### ASSIGNMENT
Beginning with the line that mentions "Ground wheel rim.", reproduce every line through the last line of the entries, exactly, and only those.

### RECORDS SUPPLIED
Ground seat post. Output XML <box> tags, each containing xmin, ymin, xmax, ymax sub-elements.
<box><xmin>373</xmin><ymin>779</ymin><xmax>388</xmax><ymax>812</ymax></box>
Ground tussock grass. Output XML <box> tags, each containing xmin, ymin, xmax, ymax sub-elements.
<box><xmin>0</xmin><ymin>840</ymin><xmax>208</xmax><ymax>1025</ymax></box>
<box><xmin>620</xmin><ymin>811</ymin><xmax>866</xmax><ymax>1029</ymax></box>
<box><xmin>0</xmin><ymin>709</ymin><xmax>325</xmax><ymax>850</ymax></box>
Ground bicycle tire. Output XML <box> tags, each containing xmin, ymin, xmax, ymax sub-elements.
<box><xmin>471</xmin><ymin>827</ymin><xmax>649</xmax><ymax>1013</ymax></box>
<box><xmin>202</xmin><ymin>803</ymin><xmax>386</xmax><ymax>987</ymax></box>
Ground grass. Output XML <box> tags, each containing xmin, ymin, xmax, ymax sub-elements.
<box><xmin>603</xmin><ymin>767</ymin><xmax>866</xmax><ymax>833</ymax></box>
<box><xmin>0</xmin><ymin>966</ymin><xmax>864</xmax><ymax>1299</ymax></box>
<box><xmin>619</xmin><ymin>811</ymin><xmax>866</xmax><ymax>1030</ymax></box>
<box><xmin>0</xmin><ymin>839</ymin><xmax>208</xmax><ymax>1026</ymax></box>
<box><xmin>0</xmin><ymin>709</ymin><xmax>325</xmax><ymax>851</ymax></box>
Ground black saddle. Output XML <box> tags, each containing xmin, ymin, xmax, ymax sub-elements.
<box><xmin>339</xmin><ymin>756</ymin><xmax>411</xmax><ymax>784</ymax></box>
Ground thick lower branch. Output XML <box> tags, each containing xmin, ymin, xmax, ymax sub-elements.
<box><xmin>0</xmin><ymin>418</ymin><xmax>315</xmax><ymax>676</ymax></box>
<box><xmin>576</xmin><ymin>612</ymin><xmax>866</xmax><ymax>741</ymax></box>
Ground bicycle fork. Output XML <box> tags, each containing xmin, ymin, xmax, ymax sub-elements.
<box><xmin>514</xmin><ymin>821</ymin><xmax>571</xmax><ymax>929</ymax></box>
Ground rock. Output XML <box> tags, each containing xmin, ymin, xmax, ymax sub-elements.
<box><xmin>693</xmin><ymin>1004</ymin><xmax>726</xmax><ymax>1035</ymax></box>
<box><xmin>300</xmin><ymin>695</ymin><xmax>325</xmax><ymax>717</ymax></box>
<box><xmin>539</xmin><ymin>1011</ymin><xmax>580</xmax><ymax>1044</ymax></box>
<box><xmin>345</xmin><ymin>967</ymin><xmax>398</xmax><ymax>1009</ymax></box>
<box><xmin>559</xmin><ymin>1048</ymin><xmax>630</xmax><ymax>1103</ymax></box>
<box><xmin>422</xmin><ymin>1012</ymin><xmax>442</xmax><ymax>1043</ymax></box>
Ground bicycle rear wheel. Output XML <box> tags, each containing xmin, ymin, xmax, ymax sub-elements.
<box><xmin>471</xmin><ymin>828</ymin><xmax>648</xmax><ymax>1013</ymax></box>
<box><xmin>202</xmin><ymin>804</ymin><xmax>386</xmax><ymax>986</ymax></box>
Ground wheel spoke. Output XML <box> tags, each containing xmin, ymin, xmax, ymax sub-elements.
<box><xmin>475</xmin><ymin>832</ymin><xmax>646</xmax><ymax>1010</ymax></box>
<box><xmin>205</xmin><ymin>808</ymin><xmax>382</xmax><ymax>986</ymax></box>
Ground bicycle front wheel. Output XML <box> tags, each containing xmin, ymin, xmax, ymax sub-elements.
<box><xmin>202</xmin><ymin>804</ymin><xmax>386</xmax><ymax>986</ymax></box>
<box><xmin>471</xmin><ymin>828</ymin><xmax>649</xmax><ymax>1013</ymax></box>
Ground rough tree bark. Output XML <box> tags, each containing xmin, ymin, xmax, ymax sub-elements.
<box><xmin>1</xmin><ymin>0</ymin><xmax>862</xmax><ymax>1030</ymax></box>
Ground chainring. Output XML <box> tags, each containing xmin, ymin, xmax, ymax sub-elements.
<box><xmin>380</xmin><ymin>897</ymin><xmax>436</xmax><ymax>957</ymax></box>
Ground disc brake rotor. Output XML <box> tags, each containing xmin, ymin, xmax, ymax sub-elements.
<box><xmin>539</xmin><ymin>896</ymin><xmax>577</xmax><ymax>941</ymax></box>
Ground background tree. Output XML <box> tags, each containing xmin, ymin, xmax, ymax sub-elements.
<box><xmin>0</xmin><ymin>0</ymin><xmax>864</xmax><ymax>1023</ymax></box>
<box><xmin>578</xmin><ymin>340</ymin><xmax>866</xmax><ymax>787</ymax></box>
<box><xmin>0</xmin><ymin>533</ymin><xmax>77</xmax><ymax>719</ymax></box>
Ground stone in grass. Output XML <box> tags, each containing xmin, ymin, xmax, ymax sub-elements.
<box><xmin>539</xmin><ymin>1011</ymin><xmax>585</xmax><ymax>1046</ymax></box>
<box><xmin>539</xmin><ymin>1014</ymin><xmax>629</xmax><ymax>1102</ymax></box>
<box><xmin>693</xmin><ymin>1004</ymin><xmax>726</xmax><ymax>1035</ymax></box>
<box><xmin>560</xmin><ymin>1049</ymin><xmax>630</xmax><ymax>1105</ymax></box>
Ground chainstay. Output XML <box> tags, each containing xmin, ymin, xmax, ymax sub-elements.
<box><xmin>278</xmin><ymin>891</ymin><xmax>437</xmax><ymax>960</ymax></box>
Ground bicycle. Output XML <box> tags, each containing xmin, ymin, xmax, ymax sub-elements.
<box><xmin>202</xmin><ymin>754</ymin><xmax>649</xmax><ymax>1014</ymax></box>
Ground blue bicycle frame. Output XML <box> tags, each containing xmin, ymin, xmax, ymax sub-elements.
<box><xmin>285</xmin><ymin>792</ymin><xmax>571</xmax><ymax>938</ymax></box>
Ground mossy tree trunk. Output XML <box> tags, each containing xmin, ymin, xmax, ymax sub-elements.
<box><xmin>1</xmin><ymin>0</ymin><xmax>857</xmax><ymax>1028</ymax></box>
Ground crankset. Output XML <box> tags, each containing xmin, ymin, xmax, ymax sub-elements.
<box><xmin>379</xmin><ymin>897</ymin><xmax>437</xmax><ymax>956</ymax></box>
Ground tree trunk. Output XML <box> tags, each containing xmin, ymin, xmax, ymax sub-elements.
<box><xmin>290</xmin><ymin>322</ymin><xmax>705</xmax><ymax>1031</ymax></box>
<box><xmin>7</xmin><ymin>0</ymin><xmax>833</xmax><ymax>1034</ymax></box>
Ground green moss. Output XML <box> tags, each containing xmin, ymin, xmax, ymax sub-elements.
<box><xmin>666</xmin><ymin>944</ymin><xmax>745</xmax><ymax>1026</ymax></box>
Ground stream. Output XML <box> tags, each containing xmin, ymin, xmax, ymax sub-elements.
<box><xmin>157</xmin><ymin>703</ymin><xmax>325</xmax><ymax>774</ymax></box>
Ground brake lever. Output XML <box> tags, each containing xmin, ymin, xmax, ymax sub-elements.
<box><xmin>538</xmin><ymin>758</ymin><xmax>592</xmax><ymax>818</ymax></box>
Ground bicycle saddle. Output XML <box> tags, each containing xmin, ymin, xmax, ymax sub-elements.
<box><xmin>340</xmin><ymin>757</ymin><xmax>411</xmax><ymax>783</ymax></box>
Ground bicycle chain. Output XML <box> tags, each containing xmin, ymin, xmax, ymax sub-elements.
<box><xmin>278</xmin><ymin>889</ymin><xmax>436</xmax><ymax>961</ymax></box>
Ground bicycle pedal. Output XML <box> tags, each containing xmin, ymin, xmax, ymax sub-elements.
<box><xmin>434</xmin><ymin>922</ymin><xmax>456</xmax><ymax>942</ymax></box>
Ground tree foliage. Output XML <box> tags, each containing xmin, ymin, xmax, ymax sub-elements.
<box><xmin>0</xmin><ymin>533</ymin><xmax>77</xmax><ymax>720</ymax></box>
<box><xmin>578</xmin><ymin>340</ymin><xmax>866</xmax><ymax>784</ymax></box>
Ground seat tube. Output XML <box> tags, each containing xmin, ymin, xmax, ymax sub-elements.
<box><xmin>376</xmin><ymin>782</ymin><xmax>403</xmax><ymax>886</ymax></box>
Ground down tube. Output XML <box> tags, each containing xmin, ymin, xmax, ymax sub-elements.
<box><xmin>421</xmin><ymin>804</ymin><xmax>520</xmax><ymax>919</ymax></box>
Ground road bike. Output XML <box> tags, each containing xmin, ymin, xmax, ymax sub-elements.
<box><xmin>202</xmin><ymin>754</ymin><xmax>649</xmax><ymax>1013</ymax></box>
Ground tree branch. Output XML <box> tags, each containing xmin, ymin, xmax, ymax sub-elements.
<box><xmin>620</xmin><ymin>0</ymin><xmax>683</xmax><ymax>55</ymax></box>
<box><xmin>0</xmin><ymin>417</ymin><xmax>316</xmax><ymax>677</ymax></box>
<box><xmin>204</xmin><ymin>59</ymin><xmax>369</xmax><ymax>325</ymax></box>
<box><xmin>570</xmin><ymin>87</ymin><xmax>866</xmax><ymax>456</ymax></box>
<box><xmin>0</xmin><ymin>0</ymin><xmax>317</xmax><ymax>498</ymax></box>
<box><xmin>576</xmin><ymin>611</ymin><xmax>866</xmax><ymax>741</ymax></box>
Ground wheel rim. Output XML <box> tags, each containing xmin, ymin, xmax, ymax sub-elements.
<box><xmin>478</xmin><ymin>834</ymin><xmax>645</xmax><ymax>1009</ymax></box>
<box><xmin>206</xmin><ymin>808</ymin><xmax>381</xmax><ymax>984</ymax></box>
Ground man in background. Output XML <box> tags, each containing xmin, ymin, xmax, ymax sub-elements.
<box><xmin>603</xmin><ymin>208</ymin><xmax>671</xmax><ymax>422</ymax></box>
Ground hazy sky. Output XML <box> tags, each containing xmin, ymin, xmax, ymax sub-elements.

### ANSWER TO THE EXERCISE
Ground wheel rim. Output XML <box> tags, each containing xmin, ymin, xmax, ymax sub-elements.
<box><xmin>478</xmin><ymin>834</ymin><xmax>645</xmax><ymax>1009</ymax></box>
<box><xmin>206</xmin><ymin>808</ymin><xmax>381</xmax><ymax>984</ymax></box>
Ground man in background. Output XML <box> tags, each containing xmin, ymin, xmax, ymax sub-elements.
<box><xmin>603</xmin><ymin>208</ymin><xmax>671</xmax><ymax>422</ymax></box>
Ground hazy sky. Output XML <box> tags, each containing xmin, ymin, xmax, ymax sub-elements.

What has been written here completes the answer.